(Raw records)
____________________
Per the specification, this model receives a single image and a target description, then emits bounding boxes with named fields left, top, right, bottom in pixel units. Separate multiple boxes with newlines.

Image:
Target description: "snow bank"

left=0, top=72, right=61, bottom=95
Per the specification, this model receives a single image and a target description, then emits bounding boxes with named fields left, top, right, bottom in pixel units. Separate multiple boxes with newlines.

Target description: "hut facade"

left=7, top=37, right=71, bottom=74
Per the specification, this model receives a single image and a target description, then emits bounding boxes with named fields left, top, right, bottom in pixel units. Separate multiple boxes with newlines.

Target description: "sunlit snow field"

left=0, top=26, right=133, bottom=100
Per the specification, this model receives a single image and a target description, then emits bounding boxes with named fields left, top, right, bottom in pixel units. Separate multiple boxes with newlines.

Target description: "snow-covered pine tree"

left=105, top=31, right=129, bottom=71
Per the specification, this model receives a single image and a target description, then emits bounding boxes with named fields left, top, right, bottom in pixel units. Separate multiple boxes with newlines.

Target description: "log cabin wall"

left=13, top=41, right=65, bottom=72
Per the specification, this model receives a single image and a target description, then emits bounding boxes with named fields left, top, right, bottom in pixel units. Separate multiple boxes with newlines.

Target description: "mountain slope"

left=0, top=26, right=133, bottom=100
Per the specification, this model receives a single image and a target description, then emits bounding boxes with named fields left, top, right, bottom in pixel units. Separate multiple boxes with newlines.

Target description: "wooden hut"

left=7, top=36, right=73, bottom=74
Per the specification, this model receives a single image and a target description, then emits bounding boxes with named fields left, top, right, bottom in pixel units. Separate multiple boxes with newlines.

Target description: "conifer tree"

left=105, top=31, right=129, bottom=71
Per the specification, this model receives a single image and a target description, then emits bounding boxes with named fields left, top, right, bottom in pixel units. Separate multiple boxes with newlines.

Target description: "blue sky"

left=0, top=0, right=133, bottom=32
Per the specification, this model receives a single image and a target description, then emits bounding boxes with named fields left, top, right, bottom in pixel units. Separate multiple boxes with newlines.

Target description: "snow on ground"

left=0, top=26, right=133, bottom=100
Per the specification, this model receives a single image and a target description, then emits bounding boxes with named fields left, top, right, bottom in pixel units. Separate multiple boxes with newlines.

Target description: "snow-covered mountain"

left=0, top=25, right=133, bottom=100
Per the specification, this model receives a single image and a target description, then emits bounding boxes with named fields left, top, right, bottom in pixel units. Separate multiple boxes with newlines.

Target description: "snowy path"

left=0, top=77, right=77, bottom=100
____________________
From the records above, keep only the lines that contain the string "covered". Matching is case-sensitive.

◆ **SOLUTION TO THE EXERCISE**
Target description: "snow-covered pine tree"
Target description: "snow-covered mountain"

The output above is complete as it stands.